What the task asks:
The records under this task must be duplicated exactly.

Data under study:
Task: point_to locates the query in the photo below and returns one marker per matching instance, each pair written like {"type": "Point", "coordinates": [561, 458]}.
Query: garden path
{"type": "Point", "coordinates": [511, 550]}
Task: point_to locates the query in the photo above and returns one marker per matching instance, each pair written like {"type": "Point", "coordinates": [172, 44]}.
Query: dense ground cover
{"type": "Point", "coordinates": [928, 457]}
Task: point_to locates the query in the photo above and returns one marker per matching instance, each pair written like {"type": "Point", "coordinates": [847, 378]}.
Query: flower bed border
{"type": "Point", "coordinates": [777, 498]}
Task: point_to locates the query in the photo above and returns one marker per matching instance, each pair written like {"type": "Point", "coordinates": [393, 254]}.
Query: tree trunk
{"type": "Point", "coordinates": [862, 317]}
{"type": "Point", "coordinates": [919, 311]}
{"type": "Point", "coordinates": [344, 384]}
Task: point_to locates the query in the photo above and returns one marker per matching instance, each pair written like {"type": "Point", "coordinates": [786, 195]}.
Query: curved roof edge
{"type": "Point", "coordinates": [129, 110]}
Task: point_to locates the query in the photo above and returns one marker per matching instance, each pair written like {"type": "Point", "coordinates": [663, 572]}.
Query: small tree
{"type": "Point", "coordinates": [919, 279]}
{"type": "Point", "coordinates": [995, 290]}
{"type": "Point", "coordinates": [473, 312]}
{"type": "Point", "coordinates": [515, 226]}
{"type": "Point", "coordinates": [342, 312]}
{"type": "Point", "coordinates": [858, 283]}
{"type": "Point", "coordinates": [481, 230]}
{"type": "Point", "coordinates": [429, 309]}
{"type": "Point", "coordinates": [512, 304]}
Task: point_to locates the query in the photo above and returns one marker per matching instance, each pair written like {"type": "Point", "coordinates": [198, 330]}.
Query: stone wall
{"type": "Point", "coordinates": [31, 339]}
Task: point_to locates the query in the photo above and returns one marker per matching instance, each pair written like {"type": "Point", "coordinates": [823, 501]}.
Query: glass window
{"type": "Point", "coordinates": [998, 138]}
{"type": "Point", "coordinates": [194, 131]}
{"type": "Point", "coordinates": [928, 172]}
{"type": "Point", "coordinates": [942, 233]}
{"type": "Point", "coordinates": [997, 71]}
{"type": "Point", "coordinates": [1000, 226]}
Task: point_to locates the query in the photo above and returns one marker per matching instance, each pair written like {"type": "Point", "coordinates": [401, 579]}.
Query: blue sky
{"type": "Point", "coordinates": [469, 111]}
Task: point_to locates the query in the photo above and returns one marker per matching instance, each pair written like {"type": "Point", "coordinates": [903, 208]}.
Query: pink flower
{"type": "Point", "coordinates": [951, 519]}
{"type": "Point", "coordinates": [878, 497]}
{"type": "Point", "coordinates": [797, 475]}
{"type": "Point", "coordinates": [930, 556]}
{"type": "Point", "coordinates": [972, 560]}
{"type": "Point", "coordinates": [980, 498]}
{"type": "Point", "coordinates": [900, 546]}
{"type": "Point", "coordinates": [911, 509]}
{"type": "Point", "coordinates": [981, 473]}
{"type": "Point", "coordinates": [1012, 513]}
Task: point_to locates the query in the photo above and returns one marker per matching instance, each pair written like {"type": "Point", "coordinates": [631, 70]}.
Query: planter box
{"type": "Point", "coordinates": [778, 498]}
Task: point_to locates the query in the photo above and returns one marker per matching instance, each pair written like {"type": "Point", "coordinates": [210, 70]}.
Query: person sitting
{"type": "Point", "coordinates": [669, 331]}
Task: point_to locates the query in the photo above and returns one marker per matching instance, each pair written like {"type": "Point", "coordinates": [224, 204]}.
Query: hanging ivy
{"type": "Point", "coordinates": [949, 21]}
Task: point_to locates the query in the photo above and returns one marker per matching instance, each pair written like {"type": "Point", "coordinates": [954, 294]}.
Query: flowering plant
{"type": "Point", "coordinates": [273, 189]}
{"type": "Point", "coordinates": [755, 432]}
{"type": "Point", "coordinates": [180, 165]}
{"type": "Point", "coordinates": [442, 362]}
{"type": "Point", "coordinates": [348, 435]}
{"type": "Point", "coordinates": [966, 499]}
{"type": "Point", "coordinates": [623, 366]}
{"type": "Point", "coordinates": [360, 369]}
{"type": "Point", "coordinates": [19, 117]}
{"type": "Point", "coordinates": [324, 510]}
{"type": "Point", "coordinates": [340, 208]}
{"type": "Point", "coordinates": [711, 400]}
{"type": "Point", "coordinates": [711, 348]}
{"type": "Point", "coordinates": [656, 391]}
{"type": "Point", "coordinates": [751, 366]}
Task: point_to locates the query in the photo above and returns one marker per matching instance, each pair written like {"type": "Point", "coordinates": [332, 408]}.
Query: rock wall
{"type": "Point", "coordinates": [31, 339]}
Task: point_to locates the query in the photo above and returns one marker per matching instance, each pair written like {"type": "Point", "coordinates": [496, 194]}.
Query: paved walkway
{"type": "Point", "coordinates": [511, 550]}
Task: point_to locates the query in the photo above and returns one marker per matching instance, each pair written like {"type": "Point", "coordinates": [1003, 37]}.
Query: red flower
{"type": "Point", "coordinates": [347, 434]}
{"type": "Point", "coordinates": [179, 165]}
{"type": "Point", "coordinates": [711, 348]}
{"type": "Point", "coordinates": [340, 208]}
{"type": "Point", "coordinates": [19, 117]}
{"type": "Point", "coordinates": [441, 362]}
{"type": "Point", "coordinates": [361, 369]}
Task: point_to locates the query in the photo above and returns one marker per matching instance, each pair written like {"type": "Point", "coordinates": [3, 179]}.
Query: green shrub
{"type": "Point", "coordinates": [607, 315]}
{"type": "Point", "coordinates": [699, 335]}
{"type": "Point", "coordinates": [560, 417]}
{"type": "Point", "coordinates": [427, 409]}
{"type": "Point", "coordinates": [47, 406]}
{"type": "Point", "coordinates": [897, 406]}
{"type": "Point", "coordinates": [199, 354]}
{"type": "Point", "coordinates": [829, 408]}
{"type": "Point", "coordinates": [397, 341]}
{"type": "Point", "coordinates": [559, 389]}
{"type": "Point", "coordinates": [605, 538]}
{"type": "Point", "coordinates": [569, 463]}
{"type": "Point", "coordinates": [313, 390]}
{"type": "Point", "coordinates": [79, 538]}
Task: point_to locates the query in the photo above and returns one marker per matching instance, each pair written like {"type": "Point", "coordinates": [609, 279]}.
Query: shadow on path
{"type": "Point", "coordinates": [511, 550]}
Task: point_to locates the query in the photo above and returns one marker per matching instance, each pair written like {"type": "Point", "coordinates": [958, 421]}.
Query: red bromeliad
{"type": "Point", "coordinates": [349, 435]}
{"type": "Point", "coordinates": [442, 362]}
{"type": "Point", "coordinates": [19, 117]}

Solution to this problem:
Task: point_to locates the query in the photo below and returns one marker per matching instance, each pair written like {"type": "Point", "coordinates": [561, 458]}.
Query: garden path
{"type": "Point", "coordinates": [511, 550]}
Task: point_to locates the query in the photo above and returns one marker per matching instance, each pair written like {"type": "Point", "coordinates": [172, 44]}.
Query: dense ground cover
{"type": "Point", "coordinates": [928, 457]}
Task: point_to locates the query in the photo above and returns one marker per matching instance, each pair written like {"type": "Point", "coordinates": [847, 378]}.
Query: flower bed border
{"type": "Point", "coordinates": [777, 498]}
Task: point_to locates the query in the photo above and returns one marker per matching instance, each pair written like {"type": "Point", "coordinates": [393, 254]}.
Query: tree trunk
{"type": "Point", "coordinates": [862, 317]}
{"type": "Point", "coordinates": [919, 311]}
{"type": "Point", "coordinates": [344, 384]}
Task: point_to locates the query in the photo above and returns one marker per matching instance, each pair written like {"type": "Point", "coordinates": [786, 195]}.
Query: curved roof edge
{"type": "Point", "coordinates": [129, 110]}
Task: point_to locates the query in the photo above and returns one marker per matching instance, each pair written like {"type": "Point", "coordinates": [663, 572]}.
Query: small tree
{"type": "Point", "coordinates": [919, 279]}
{"type": "Point", "coordinates": [995, 290]}
{"type": "Point", "coordinates": [473, 312]}
{"type": "Point", "coordinates": [515, 226]}
{"type": "Point", "coordinates": [342, 312]}
{"type": "Point", "coordinates": [858, 283]}
{"type": "Point", "coordinates": [481, 230]}
{"type": "Point", "coordinates": [429, 309]}
{"type": "Point", "coordinates": [512, 304]}
Task: point_to locates the query in the photo above and returns one marker per matching instance, each pair written like {"type": "Point", "coordinates": [198, 330]}.
Query: stone wall
{"type": "Point", "coordinates": [31, 339]}
Task: point_to locates the query in the photo above and returns one marker per matching instance, each pair written like {"type": "Point", "coordinates": [823, 501]}.
Query: glass window
{"type": "Point", "coordinates": [998, 138]}
{"type": "Point", "coordinates": [194, 131]}
{"type": "Point", "coordinates": [928, 172]}
{"type": "Point", "coordinates": [942, 233]}
{"type": "Point", "coordinates": [997, 71]}
{"type": "Point", "coordinates": [1000, 226]}
Task: point_to locates the query in the photo above and returns one marker per matching instance, each pair written like {"type": "Point", "coordinates": [401, 579]}.
Query: blue sky
{"type": "Point", "coordinates": [469, 111]}
Task: point_to locates the query in the photo above and returns one marker per matching instance, each pair written like {"type": "Point", "coordinates": [903, 208]}.
Query: pink flower
{"type": "Point", "coordinates": [951, 519]}
{"type": "Point", "coordinates": [878, 497]}
{"type": "Point", "coordinates": [797, 475]}
{"type": "Point", "coordinates": [930, 556]}
{"type": "Point", "coordinates": [972, 560]}
{"type": "Point", "coordinates": [980, 498]}
{"type": "Point", "coordinates": [900, 546]}
{"type": "Point", "coordinates": [911, 509]}
{"type": "Point", "coordinates": [981, 473]}
{"type": "Point", "coordinates": [1012, 513]}
Task: point_to locates the query in the photo above and returns one marker per matching instance, each pair written like {"type": "Point", "coordinates": [631, 70]}.
Query: planter box
{"type": "Point", "coordinates": [778, 498]}
Task: point_to locates the query in the photo above and returns one marker per matching instance, each pair written like {"type": "Point", "coordinates": [210, 70]}.
Query: person sitting
{"type": "Point", "coordinates": [669, 331]}
Task: point_to locates the query in the photo above and returns one marker per matching instance, each pair written like {"type": "Point", "coordinates": [224, 204]}.
Query: hanging ivy
{"type": "Point", "coordinates": [949, 21]}
Task: point_to locates the query in the photo above and returns one marker per matching instance, each pair written like {"type": "Point", "coordinates": [954, 294]}.
Query: flowering plant
{"type": "Point", "coordinates": [273, 189]}
{"type": "Point", "coordinates": [755, 432]}
{"type": "Point", "coordinates": [180, 165]}
{"type": "Point", "coordinates": [442, 362]}
{"type": "Point", "coordinates": [348, 435]}
{"type": "Point", "coordinates": [966, 499]}
{"type": "Point", "coordinates": [623, 366]}
{"type": "Point", "coordinates": [360, 369]}
{"type": "Point", "coordinates": [19, 117]}
{"type": "Point", "coordinates": [324, 510]}
{"type": "Point", "coordinates": [340, 208]}
{"type": "Point", "coordinates": [711, 400]}
{"type": "Point", "coordinates": [711, 348]}
{"type": "Point", "coordinates": [656, 391]}
{"type": "Point", "coordinates": [751, 366]}
Task: point_to locates the query in the photo above and returns one marker per matching instance, each pair written like {"type": "Point", "coordinates": [332, 408]}.
Query: rock wall
{"type": "Point", "coordinates": [31, 339]}
Task: point_to locates the query in the photo above and returns one marker per matching instance, each pair written like {"type": "Point", "coordinates": [496, 194]}.
Query: paved walkway
{"type": "Point", "coordinates": [511, 550]}
Task: point_to locates the query in the photo above and returns one marker per matching instance, each pair written like {"type": "Point", "coordinates": [1003, 37]}.
Query: red flower
{"type": "Point", "coordinates": [347, 434]}
{"type": "Point", "coordinates": [179, 165]}
{"type": "Point", "coordinates": [711, 348]}
{"type": "Point", "coordinates": [340, 208]}
{"type": "Point", "coordinates": [19, 117]}
{"type": "Point", "coordinates": [441, 362]}
{"type": "Point", "coordinates": [361, 369]}
Task: point_to locates the query in the photo above and returns one marker per matching instance, each pair written like {"type": "Point", "coordinates": [3, 179]}.
Query: green shrub
{"type": "Point", "coordinates": [607, 315]}
{"type": "Point", "coordinates": [699, 335]}
{"type": "Point", "coordinates": [560, 417]}
{"type": "Point", "coordinates": [427, 409]}
{"type": "Point", "coordinates": [47, 406]}
{"type": "Point", "coordinates": [897, 406]}
{"type": "Point", "coordinates": [199, 354]}
{"type": "Point", "coordinates": [829, 408]}
{"type": "Point", "coordinates": [397, 341]}
{"type": "Point", "coordinates": [559, 389]}
{"type": "Point", "coordinates": [605, 538]}
{"type": "Point", "coordinates": [569, 463]}
{"type": "Point", "coordinates": [313, 390]}
{"type": "Point", "coordinates": [79, 538]}
Task: point_to locates the query in the photo above and returns one marker per matching instance, each pair written like {"type": "Point", "coordinates": [609, 279]}.
Query: shadow on path
{"type": "Point", "coordinates": [511, 550]}
Task: point_to locates the query in the photo above and returns one marker per matching instance, each pair written like {"type": "Point", "coordinates": [958, 421]}.
Query: red bromeliad
{"type": "Point", "coordinates": [349, 435]}
{"type": "Point", "coordinates": [442, 362]}
{"type": "Point", "coordinates": [19, 117]}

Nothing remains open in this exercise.